→ WORK INSTRUCTION
Below are some records; output exactly the lines from the line with "Query: white cloud" to the line with "Draw the outline of every instance of the wet", both ends kept, and nothing more.

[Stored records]
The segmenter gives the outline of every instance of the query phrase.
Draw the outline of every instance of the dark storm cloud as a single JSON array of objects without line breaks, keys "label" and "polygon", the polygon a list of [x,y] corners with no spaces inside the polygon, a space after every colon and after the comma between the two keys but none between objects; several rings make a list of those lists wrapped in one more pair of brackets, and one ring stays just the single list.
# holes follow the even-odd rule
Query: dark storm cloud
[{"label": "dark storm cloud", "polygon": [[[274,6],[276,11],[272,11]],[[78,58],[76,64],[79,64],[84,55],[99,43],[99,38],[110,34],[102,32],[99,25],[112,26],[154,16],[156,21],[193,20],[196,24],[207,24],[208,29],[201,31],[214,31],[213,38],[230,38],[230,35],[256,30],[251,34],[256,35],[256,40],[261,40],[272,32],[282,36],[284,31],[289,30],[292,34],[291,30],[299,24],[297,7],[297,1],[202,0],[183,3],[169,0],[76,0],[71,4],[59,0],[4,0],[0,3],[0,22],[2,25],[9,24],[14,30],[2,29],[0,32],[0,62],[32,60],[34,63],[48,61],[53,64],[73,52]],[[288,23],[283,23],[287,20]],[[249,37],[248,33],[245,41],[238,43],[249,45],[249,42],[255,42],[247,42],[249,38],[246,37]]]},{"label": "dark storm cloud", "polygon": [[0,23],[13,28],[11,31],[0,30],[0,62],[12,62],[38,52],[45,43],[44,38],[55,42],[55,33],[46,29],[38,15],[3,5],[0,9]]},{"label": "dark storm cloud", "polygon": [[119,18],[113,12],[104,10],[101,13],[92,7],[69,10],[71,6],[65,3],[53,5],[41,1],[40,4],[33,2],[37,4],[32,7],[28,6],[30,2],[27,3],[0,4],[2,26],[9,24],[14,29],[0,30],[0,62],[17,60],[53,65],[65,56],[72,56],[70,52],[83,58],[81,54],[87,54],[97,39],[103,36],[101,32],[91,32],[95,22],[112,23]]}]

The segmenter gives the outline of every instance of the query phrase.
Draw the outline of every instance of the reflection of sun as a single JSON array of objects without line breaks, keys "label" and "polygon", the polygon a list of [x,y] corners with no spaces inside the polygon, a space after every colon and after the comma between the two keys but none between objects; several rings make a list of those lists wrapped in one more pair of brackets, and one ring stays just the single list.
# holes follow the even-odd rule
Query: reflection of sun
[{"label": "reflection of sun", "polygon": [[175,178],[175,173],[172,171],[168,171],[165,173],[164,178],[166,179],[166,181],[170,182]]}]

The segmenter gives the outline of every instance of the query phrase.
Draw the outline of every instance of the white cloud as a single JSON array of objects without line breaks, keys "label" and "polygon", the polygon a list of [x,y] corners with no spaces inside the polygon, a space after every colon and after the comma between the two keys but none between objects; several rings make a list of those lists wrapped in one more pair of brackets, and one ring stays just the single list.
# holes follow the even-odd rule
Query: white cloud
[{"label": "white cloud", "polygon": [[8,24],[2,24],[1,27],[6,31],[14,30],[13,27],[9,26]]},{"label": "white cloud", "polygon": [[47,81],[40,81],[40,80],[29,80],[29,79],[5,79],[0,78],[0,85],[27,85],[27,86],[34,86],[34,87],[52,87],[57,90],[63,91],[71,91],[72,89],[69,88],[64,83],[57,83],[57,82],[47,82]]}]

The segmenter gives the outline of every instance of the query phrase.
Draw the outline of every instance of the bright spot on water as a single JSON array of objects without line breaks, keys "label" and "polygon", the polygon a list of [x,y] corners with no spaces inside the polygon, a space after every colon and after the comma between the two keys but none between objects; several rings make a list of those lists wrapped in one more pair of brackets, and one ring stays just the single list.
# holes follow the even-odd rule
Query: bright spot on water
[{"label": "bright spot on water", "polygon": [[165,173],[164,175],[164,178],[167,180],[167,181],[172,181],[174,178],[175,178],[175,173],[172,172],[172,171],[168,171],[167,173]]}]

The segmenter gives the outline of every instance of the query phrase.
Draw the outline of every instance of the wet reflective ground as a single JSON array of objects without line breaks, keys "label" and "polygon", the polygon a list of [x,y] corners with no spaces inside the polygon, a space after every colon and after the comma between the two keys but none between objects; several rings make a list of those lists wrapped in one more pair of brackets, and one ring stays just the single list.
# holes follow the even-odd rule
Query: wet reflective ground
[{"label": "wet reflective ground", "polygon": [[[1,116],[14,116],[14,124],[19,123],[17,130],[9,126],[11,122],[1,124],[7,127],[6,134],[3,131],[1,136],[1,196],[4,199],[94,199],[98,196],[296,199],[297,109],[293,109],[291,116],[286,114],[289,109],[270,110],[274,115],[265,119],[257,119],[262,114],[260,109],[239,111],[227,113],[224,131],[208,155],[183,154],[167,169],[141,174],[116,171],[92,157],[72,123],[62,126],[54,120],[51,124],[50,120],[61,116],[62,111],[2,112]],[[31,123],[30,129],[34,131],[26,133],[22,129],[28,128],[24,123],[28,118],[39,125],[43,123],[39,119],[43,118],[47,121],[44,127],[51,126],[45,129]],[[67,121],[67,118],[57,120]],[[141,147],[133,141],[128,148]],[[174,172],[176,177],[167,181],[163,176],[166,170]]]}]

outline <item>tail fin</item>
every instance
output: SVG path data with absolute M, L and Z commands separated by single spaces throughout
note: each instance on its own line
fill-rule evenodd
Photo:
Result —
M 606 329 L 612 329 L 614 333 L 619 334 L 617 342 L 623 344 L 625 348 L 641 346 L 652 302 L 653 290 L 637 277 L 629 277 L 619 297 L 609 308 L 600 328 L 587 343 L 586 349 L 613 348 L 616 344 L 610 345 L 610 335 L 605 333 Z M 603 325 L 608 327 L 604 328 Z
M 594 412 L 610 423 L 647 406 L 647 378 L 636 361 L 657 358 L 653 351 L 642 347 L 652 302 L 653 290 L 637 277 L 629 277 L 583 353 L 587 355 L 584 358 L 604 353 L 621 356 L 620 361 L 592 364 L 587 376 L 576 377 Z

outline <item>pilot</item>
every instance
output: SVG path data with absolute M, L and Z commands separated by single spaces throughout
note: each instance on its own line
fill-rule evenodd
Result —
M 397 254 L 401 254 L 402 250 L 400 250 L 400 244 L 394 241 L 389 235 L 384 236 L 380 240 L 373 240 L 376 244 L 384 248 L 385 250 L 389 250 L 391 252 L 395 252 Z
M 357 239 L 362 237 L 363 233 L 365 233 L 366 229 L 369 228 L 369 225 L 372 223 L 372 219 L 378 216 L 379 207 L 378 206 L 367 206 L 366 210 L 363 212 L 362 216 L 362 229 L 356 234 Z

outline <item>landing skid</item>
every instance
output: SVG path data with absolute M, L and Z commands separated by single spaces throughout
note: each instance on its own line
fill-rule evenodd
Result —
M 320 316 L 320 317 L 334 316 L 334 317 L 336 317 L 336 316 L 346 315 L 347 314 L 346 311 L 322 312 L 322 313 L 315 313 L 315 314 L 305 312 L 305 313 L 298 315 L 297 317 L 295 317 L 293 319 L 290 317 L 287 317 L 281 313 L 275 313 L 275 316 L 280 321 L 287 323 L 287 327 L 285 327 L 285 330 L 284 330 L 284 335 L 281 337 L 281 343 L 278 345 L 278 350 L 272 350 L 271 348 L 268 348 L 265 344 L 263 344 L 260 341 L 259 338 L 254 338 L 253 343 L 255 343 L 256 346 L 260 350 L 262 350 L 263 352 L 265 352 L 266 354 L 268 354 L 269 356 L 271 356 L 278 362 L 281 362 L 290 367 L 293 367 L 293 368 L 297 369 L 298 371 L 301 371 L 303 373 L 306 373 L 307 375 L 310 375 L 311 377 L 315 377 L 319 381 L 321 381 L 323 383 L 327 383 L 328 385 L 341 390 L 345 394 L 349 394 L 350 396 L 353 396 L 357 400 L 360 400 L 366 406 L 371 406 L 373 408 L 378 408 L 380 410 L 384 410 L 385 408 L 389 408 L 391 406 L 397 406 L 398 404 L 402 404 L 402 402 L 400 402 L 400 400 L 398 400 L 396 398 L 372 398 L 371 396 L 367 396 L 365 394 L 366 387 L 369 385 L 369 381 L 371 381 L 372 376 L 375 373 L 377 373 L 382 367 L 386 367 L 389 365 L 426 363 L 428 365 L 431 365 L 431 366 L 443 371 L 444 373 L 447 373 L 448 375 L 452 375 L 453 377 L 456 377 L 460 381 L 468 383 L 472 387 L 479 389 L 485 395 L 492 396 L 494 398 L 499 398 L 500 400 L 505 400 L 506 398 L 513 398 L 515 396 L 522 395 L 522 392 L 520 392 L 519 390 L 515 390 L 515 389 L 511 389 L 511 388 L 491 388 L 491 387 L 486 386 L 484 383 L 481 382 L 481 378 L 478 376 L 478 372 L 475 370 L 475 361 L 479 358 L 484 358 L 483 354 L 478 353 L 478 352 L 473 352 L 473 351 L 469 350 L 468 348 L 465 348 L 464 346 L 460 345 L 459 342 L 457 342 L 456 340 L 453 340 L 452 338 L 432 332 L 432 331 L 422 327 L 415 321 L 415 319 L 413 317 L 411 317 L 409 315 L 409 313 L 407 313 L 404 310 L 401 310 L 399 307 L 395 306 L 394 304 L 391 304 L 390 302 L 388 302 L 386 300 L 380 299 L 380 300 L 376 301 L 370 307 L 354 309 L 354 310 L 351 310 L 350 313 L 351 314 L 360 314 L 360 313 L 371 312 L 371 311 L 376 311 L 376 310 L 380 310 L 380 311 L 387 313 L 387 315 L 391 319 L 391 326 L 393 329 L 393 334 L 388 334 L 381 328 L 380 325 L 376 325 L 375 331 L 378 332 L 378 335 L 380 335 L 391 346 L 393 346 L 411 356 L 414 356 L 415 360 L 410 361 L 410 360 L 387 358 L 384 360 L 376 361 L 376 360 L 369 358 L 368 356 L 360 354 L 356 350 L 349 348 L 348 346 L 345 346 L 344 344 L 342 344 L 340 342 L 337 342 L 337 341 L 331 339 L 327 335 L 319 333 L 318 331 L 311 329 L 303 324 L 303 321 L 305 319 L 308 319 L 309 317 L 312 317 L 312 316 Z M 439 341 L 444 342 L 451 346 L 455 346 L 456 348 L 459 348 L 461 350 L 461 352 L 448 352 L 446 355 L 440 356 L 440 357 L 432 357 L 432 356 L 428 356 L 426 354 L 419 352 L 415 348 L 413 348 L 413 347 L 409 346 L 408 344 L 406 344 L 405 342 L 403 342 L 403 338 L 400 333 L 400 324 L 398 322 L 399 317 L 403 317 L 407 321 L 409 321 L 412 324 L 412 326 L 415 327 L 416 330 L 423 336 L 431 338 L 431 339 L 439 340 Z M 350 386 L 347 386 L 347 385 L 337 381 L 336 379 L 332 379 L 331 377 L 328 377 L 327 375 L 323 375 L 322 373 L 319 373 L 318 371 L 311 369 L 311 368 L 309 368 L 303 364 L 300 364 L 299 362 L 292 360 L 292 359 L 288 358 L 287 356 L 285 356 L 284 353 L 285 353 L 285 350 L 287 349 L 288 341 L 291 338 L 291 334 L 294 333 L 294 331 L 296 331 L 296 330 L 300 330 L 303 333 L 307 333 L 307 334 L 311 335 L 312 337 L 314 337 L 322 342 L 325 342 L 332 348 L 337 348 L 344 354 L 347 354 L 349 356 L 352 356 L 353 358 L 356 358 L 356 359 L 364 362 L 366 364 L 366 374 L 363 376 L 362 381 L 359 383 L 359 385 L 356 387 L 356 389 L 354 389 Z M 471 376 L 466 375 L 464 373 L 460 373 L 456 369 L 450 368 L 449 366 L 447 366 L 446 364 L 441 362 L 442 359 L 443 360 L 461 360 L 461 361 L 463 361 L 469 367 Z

→ ANSWER TO THE EXERCISE
Query: white cloud
[{"label": "white cloud", "polygon": [[8,24],[2,24],[1,27],[6,31],[14,30],[13,27],[9,26]]},{"label": "white cloud", "polygon": [[47,81],[40,81],[40,80],[29,80],[29,79],[5,79],[0,78],[0,85],[27,85],[27,86],[34,86],[34,87],[52,87],[57,90],[63,91],[71,91],[72,89],[69,88],[64,83],[57,83],[57,82],[47,82]]}]

The segmenter gives the outline of every instance of the query phrase.
Draw the outline of every instance of the bright spot on water as a single JSON array of objects without line breaks, keys "label" and "polygon", the polygon a list of [x,y] corners with no spaces inside the polygon, a space after every colon and after the comma between the two keys but none between objects; several rings make a list of those lists wrapped in one more pair of brackets, and one ring stays just the single list.
# holes follow the even-odd rule
Query: bright spot on water
[{"label": "bright spot on water", "polygon": [[165,173],[164,175],[164,178],[167,180],[167,181],[172,181],[174,178],[175,178],[175,173],[172,172],[172,171],[168,171],[167,173]]}]

The segmenter gives the outline of every instance of the query phrase.
Draw the outline of every instance of the wet reflective ground as a single JSON array of objects without line breaks, keys "label" and "polygon", the polygon a list of [x,y] corners with no spaces inside the polygon, a space after every colon and after the comma between the two keys but none between objects; several rings make a list of those lists wrapped in one more pair of brackets, and one ring stays just the single list.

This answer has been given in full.